> [Exercise objective]:
The output should be every line below, retyped exactly, with no images.

> [Data to examine]:
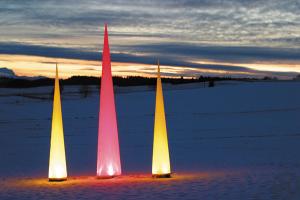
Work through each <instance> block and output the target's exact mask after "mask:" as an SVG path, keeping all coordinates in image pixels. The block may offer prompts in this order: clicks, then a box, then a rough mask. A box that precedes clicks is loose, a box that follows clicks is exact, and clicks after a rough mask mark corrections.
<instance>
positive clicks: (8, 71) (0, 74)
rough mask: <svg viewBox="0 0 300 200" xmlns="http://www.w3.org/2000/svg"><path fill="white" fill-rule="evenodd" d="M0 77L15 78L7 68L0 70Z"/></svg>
mask: <svg viewBox="0 0 300 200" xmlns="http://www.w3.org/2000/svg"><path fill="white" fill-rule="evenodd" d="M0 77H7V78H17V76H16V74H15V73H14V71H13V70H11V69H7V68H0Z"/></svg>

> [Solution]:
Work through each <instance> block and output the target's exact mask after "mask:" as an SVG path, keeping all coordinates in image pixels. The block may offer prompts in this order: clicks, then a box, then a rough mask. A box that precedes clicks is loose, a box that follows clicks is exact, and clicks after a rough mask mark corrections.
<instance>
positive clicks: (8, 71) (0, 74)
rough mask: <svg viewBox="0 0 300 200" xmlns="http://www.w3.org/2000/svg"><path fill="white" fill-rule="evenodd" d="M0 77L15 78L7 68L0 70Z"/></svg>
mask: <svg viewBox="0 0 300 200" xmlns="http://www.w3.org/2000/svg"><path fill="white" fill-rule="evenodd" d="M0 77H7V78H17V76H16V74H15V73H14V71H13V70H11V69H7V68H0Z"/></svg>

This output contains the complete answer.